*HOW TO COMPLETE THIS TASK:* In the entries below, find every line holding the string "staircase" and collect it.

══ SUPPLIED MATERIAL ══

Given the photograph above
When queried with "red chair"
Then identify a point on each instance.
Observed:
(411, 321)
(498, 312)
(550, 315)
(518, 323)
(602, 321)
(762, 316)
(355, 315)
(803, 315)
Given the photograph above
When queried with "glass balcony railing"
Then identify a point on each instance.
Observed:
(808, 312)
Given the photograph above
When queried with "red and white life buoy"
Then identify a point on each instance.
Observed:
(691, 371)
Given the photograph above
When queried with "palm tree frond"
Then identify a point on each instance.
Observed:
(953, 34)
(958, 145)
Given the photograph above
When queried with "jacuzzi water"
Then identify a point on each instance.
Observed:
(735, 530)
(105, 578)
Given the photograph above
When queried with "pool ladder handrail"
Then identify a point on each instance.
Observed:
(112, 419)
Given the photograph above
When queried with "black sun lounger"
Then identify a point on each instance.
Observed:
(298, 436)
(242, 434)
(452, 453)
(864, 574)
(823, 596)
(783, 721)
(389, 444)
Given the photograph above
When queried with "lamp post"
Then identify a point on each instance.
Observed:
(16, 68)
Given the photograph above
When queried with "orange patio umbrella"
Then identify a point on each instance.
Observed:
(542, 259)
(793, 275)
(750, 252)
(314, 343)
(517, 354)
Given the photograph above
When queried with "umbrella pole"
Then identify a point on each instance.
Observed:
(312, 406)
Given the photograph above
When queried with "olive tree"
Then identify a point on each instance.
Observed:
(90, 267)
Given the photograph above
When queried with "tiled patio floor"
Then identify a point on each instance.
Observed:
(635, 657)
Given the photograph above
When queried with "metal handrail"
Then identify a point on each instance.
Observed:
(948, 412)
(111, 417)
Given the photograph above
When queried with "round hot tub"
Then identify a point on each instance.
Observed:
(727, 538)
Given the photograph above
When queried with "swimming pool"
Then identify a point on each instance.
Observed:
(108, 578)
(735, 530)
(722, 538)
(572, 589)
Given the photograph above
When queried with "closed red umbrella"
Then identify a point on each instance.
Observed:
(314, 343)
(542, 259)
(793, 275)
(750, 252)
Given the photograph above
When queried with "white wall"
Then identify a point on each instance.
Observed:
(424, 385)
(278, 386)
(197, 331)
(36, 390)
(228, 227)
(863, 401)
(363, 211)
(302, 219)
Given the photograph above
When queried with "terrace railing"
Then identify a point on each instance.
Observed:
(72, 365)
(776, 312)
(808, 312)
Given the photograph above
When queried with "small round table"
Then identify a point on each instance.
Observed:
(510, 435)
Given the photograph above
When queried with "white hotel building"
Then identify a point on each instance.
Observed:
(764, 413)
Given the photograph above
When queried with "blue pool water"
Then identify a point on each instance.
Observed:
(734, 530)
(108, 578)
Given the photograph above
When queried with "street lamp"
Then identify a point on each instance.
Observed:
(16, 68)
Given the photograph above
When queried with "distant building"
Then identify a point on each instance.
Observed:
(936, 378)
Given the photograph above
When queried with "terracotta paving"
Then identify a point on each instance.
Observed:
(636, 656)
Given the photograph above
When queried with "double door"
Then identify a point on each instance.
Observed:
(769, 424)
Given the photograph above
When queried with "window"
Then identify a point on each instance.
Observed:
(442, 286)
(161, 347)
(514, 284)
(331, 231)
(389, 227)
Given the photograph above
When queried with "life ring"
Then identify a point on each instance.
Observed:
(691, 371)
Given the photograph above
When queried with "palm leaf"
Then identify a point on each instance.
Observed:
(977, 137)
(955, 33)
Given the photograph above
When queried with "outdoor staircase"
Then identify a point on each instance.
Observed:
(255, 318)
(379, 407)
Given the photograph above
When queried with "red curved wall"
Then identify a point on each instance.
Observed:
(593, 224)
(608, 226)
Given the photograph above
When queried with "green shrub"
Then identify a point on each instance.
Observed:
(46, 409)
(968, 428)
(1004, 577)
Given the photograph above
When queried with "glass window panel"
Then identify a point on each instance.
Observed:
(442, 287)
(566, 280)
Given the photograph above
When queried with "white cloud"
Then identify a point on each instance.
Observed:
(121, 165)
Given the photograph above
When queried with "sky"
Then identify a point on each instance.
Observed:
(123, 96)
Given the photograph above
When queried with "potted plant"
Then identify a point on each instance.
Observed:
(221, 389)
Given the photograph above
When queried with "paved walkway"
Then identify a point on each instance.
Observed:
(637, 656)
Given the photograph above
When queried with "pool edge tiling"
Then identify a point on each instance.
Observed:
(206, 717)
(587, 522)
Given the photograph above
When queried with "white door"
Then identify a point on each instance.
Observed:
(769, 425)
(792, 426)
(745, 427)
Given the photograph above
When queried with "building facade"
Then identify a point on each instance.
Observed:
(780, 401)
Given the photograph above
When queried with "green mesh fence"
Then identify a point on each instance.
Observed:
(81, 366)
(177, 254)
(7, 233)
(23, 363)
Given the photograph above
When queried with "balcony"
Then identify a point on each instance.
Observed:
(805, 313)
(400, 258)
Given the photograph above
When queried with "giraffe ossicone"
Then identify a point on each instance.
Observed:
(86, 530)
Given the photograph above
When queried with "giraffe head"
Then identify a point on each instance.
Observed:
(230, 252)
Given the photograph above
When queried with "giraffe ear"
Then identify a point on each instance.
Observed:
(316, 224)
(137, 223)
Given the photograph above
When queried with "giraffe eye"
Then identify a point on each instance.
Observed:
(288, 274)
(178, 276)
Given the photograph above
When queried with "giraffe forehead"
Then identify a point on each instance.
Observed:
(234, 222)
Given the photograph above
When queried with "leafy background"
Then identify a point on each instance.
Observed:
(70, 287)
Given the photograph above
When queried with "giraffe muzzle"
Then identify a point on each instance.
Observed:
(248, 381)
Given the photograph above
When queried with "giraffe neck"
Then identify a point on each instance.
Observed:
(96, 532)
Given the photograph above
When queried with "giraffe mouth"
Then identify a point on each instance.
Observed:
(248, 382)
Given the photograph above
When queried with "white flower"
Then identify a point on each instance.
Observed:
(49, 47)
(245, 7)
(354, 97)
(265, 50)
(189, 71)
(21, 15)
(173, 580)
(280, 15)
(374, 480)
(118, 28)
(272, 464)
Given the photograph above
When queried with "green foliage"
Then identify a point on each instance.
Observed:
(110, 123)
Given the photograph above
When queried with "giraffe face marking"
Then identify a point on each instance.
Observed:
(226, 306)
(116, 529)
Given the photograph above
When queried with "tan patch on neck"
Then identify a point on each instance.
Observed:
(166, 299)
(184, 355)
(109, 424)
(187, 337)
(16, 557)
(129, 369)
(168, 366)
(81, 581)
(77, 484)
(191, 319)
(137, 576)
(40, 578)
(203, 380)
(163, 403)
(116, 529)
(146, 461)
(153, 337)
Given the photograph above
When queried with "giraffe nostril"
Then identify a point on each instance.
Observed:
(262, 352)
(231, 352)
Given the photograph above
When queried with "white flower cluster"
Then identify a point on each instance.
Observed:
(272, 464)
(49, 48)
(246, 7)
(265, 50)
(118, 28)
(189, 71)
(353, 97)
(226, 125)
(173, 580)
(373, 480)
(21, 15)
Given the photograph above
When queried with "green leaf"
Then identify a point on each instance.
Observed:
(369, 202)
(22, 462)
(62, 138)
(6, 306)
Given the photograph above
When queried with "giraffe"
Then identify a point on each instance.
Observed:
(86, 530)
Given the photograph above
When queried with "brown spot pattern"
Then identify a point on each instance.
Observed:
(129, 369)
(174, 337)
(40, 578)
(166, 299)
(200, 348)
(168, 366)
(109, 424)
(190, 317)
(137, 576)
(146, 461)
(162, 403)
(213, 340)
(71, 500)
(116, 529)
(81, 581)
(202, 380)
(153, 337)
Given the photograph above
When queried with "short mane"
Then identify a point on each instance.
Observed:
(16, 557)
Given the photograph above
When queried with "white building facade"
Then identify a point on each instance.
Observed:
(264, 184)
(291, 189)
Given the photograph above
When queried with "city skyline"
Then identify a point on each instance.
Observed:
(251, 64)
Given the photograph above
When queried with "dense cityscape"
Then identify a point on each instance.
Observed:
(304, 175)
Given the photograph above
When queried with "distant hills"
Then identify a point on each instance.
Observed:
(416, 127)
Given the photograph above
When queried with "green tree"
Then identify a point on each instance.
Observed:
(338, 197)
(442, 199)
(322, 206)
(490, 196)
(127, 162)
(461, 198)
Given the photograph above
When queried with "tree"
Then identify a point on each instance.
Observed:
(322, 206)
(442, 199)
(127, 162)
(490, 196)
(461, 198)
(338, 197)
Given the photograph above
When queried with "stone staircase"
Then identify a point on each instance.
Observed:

═══

*EXPECTED OUTPUT:*
When queried with "outdoor staircase"
When queried with "stone staircase"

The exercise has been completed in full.